What this task involves: Rewrite the items from the start through the line containing "point(606, 418)", replacing "terracotta" with "clay" and keeping everything else the same.

---*---

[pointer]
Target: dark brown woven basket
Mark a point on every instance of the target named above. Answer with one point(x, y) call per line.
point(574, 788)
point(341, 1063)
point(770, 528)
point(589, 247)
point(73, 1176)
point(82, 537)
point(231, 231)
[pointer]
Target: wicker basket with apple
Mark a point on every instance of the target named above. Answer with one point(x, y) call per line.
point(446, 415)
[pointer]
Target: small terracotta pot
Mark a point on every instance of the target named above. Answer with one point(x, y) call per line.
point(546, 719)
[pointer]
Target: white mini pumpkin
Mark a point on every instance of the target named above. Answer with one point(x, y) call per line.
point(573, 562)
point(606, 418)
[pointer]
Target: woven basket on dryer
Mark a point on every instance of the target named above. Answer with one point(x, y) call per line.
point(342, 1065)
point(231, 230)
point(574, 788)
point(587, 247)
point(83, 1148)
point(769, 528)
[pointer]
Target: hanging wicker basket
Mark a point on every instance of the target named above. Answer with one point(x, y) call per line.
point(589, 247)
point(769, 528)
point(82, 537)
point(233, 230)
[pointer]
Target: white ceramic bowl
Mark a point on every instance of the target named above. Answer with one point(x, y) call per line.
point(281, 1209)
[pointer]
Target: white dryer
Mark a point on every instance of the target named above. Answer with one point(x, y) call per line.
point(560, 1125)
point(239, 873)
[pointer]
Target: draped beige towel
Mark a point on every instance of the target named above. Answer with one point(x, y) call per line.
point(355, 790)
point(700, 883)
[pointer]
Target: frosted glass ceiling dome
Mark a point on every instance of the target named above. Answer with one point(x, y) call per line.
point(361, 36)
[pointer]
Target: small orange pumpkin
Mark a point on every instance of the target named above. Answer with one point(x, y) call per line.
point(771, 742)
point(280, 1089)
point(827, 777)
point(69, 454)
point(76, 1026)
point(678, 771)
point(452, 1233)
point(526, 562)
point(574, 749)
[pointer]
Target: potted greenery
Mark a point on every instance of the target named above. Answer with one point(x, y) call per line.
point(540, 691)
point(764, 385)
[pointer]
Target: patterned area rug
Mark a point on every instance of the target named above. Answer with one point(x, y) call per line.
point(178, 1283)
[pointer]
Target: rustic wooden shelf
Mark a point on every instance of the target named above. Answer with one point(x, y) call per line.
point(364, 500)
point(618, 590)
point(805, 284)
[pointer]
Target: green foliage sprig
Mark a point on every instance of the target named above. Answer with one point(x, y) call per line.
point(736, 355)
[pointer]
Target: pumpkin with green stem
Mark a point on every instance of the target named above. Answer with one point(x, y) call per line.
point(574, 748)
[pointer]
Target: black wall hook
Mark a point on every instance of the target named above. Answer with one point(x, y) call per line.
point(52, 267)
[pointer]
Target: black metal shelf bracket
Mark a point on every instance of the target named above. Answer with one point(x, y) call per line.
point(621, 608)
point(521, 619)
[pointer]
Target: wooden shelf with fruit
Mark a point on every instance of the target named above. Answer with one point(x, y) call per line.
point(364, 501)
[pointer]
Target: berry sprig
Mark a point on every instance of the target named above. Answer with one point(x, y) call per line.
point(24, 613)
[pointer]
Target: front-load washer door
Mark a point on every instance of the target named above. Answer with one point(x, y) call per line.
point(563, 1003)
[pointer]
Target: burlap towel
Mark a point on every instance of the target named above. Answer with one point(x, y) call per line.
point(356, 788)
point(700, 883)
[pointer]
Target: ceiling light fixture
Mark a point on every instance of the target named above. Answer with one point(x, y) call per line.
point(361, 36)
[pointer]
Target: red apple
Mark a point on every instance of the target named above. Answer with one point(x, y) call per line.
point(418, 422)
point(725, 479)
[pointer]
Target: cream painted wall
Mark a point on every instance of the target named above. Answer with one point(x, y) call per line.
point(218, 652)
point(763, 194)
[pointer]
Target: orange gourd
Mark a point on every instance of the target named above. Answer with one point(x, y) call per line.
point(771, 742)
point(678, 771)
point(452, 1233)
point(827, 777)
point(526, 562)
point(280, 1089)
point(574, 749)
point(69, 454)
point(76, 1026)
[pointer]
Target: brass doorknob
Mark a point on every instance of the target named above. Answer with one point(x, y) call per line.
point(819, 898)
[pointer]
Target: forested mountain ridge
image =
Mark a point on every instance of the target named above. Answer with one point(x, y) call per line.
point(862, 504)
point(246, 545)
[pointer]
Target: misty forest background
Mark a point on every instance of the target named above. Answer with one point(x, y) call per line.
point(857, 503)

---*---

The output:
[pointer]
Target: dark brown woven basket
Mark a point on every instance of the target named above. Answer with one point(x, y) call per line.
point(574, 788)
point(341, 1063)
point(770, 528)
point(589, 247)
point(73, 1176)
point(82, 537)
point(231, 231)
[pointer]
Target: wicker basket with apple
Mark a point on every instance of the target named above. Answer with one point(x, y) call per line.
point(446, 415)
[pointer]
Target: small clay pot
Mark a point on every instance of the target named above. Answer with one point(x, y) call per line.
point(546, 719)
[pointer]
Target: white mini pumpkin
Mark a point on every instance of the target named above. Answer with one point(x, y) call per line.
point(573, 562)
point(606, 418)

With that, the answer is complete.